Description of the task: Echo the following data line for line, word for word, leaving out the pictures.

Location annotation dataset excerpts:
■ ■ ■ ■

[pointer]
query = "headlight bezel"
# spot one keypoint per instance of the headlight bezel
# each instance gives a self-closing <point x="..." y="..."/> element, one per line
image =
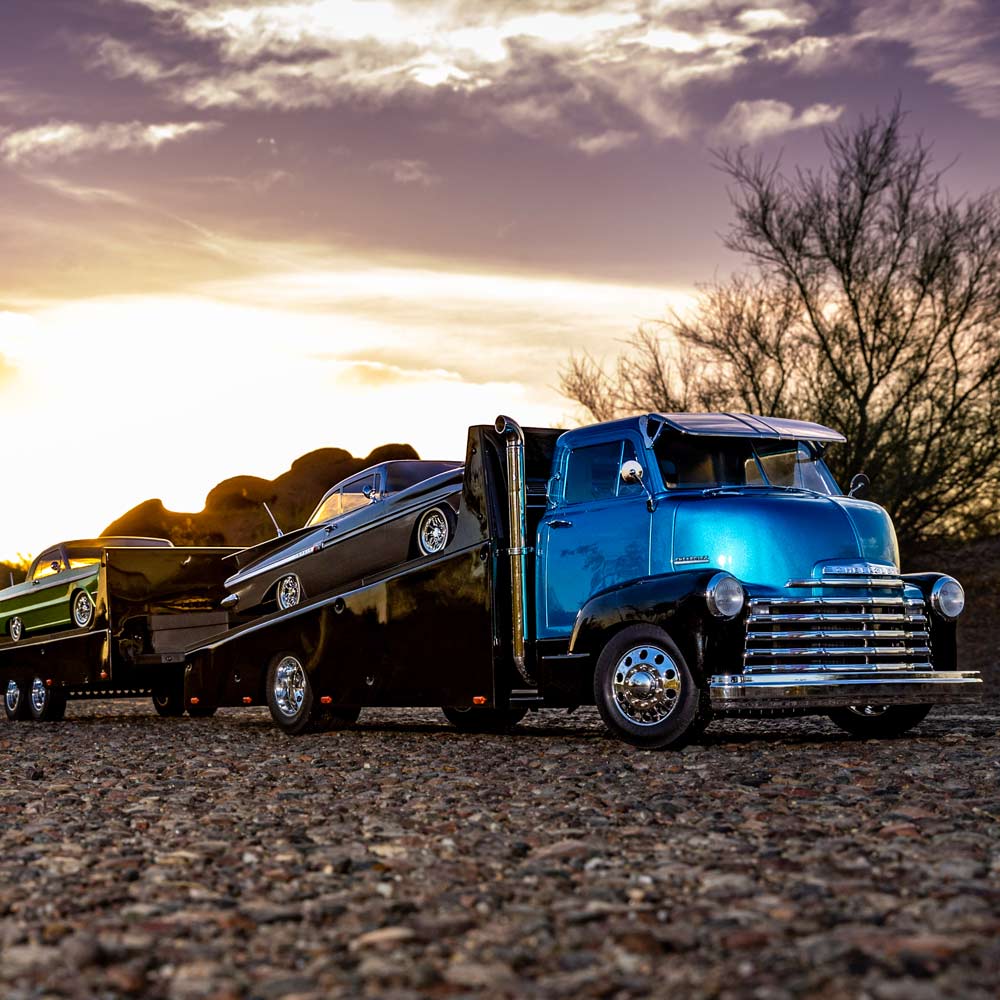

■ ■ ■ ■

Solution to this exercise:
[pointer]
query = "headlight bezel"
# spot one keypoint per instance of the headlight bezel
# each instance gives a self-closing <point x="..." y="..."/> element, one per line
image =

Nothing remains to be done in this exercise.